Nothing but the pictures should be dropped; repeat the rest of the data below exactly.

+++ Data provided

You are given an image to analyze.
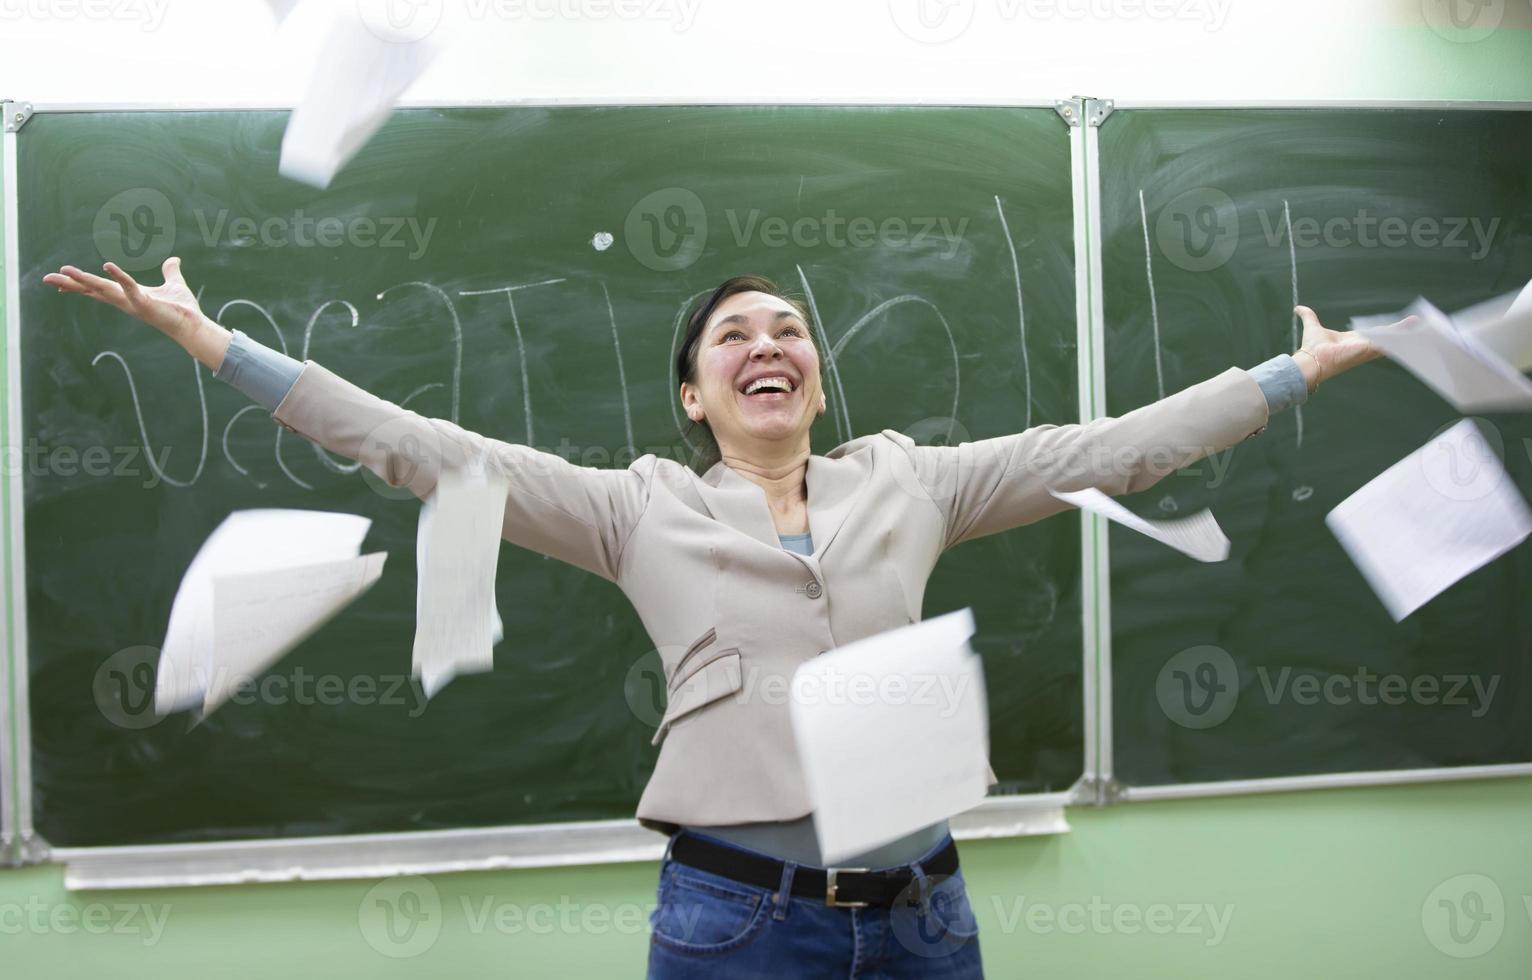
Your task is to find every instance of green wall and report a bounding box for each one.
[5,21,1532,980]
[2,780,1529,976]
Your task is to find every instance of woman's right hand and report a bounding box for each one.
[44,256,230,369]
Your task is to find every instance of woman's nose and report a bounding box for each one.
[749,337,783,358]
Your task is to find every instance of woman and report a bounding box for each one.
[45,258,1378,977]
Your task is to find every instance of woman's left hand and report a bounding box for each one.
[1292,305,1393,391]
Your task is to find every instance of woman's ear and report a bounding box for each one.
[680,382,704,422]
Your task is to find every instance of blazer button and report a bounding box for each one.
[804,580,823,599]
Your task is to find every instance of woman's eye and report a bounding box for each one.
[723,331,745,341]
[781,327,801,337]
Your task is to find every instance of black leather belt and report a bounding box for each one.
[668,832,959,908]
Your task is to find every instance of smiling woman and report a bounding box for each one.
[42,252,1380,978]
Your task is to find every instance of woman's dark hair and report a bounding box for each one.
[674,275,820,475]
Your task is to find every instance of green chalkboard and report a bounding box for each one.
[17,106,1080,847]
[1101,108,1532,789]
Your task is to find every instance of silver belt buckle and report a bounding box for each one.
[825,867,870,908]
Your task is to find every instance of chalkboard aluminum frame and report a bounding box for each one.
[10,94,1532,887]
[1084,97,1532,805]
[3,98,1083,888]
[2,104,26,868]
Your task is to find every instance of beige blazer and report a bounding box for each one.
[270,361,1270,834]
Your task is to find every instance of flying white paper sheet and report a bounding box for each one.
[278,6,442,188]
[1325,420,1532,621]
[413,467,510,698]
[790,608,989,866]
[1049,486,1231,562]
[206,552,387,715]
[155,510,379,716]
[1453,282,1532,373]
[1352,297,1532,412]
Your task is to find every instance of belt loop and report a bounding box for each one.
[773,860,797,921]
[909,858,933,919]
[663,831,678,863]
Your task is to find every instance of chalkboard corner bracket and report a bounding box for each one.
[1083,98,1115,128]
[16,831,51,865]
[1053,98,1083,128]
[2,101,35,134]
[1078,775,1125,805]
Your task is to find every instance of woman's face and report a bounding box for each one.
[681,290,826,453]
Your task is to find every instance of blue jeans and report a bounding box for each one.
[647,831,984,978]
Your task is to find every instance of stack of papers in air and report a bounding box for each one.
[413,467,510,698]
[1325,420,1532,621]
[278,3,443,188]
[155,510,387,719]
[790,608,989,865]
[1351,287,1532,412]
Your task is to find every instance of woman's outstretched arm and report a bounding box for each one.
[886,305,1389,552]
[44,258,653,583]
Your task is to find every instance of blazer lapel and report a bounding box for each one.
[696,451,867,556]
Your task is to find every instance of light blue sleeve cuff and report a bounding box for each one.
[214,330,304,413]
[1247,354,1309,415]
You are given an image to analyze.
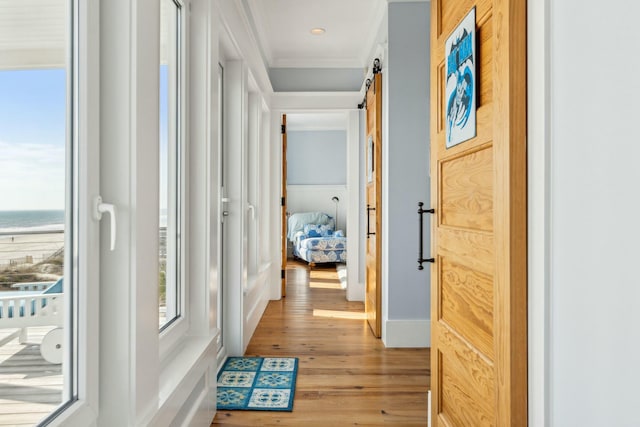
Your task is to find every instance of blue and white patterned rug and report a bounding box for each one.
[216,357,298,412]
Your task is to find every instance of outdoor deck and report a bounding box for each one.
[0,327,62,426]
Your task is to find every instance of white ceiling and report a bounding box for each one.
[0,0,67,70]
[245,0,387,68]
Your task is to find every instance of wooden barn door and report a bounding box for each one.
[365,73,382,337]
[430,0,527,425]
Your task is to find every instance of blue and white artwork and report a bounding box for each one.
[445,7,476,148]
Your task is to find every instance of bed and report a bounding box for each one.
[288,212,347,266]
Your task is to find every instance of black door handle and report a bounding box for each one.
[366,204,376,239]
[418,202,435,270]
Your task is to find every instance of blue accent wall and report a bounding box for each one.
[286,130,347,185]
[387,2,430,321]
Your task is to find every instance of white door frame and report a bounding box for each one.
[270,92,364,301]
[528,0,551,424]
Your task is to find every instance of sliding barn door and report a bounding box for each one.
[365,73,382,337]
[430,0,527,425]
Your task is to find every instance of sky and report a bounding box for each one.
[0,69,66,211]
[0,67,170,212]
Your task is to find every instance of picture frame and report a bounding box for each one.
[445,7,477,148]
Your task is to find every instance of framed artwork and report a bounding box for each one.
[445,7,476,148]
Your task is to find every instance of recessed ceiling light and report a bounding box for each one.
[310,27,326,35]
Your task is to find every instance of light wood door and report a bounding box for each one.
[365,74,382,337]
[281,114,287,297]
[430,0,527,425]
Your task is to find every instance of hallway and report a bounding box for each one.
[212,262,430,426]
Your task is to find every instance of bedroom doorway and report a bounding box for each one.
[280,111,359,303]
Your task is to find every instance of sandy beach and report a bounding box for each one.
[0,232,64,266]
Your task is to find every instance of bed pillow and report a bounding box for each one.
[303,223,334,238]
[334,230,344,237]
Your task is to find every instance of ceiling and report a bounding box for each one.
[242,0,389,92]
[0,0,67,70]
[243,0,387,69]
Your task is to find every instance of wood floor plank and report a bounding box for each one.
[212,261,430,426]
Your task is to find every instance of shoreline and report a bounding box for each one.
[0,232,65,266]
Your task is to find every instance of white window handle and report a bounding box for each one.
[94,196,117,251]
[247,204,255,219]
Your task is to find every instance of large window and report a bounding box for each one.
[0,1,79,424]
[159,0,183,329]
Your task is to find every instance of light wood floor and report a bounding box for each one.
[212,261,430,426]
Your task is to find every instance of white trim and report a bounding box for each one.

++++++

Written solution:
You are given an image to analyze.
Your task is to find every instance of green wall and report a bounding box for each one.
[5,21,1532,980]
[2,780,1529,976]
Your task is to find every instance of woman's right hand and report a bounding box for each one.
[44,256,230,369]
Your task is to find every instance of woman's nose and report a bounding box for each one.
[749,337,783,358]
Your task is to find every instance of woman and report a bounding box for each one.
[45,258,1378,977]
Your task is to find every instance of woman's left hand and report a bounding box for each one.
[1292,305,1393,391]
Your task is to find every instance of woman's ear and report a bounding box for each one.
[680,382,704,422]
Your task is to find every instance of blazer button and report a bounding box for each one.
[804,580,823,599]
Your task is to find every instance of woman's eye and report a bounding box for each one.
[723,331,745,341]
[781,327,801,337]
Your task is to find every instance of black leather belt and report a bounding box for each one.
[668,832,959,908]
Your task is to find every instance of smiling woman and report a bounding box for each one.
[42,252,1380,978]
Your task is to find every instance of woman's dark hair and report a bounding box for each one.
[674,275,820,475]
Your task is to find every instance of green chalkboard and report a bounding box for each one.
[17,106,1080,847]
[1101,108,1532,789]
Your task is to find every instance of silver belt buckle and report a bounding box for each one.
[825,867,870,908]
Your task is to find every instance of chalkboard aluminum frame and report a bounding box for each one.
[10,94,1532,887]
[1084,97,1532,805]
[3,98,1083,888]
[2,104,26,868]
Your task is to find every instance of beige blazer and report a bounding box for each one.
[270,361,1270,834]
Your task is to find every instance of flying white paper sheet and report a bounding box for each one.
[278,6,442,188]
[1325,420,1532,621]
[413,467,510,698]
[790,608,989,866]
[1049,486,1231,562]
[206,552,387,715]
[155,510,379,716]
[1453,282,1532,373]
[1352,297,1532,412]
Your task is to find every instance of belt loop and report a bounding box for each one.
[773,860,797,921]
[909,858,933,919]
[663,831,678,863]
Your task is to find every instance of chalkboard corner bracket and report a bounding box for each one.
[1083,98,1115,128]
[16,831,51,865]
[1053,98,1083,128]
[2,101,35,134]
[1078,775,1125,805]
Your task is to find every instance of woman's face and report a bounding box for each one.
[681,290,826,453]
Your task is to find every instance of blue jeans and report a bounding box for each one.
[647,831,984,978]
Your task is to find every instance of stack of papers in air and report a bounding box for each one.
[413,467,510,698]
[1325,420,1532,621]
[278,3,443,188]
[155,510,387,719]
[790,608,989,865]
[1351,287,1532,412]
Your task is to find every instance of woman's outstretched arm and report a bounding box for each one.
[886,305,1389,552]
[44,258,653,583]
Your task is to find every instance of blazer lapel and report a bounding box for each one.
[696,451,867,556]
Your task is to find every instance of light blue sleeve cuff and report a bounding box for each one.
[214,330,304,413]
[1247,354,1309,415]
You are given an image to analyze.
Your task is to find every instance of blue and white patterned rug and report a bounding box for each one.
[216,357,298,412]
Your task is to find every instance of outdoor deck and report a bounding box for each one.
[0,327,62,426]
Your task is to find every instance of white ceiling and report a bounding box for each one.
[0,0,67,70]
[245,0,387,68]
Your task is to find every instance of wooden barn door and report a bounding box for each one.
[365,73,382,337]
[430,0,527,425]
Your task is to find every instance of blue and white artwork and report a bounding box for each one.
[445,7,476,148]
Your task is to find every instance of bed and report a bounding box for each one.
[288,212,347,266]
Your task is to find every instance of black door handle and report a bounding box for each one.
[366,204,376,239]
[418,202,435,270]
Your task is to find every instance of blue accent wall and report a bounding box for each one.
[286,130,347,185]
[387,2,430,321]
Your task is to find every instance of white door frame and report a bounding box for each one.
[270,92,364,301]
[528,0,551,424]
Your task is to find every instance of sliding barn door and report a bounding box for each one.
[365,73,382,337]
[430,0,527,425]
Your task is to find every instance of sky and report a bounding box for each one.
[0,69,66,211]
[0,67,170,212]
Your task is to find every instance of picture frame and report a bounding box for each one.
[445,7,477,148]
Your task is to find every instance of framed artwork and report a bounding box for each one.
[445,7,476,148]
Your task is to find every instance of recessed ceiling light and report a bounding box for each one.
[310,27,326,35]
Your task is to find every instance of light wood door and report a bounding box for each one.
[365,74,382,337]
[281,114,287,297]
[430,0,527,425]
Your task is to find every instance of hallway and report a bounding box for each one.
[212,262,430,426]
Your task is to find every instance of bedroom doorway and report a bounding box for each one.
[280,111,359,303]
Your task is to find every instance of sandy beach and report a bounding box for each one.
[0,232,64,266]
Your task is to find every instance of bed pillow and report a bounding box for each one.
[303,223,334,238]
[334,230,344,237]
Your task is to find every instance of ceiling and report a bounding box for each one.
[242,0,389,92]
[0,0,67,70]
[243,0,387,69]
Your task is to find every instance of wood floor plank and report a bounding box for each one.
[212,261,430,426]
Your task is to find every instance of shoreline and report a bounding box for each one.
[0,232,65,266]
Your task is to find every instance of white window handle and report a bounding box for each one.
[94,196,117,251]
[247,204,255,219]
Your task is to find every instance of large window and report a bounding box for each one.
[0,1,79,424]
[159,0,183,329]
Your task is to find every instance of light wood floor and report a bounding box for each one.
[212,261,430,426]
Your task is to find every instance of white trim and report a bounding box for each one.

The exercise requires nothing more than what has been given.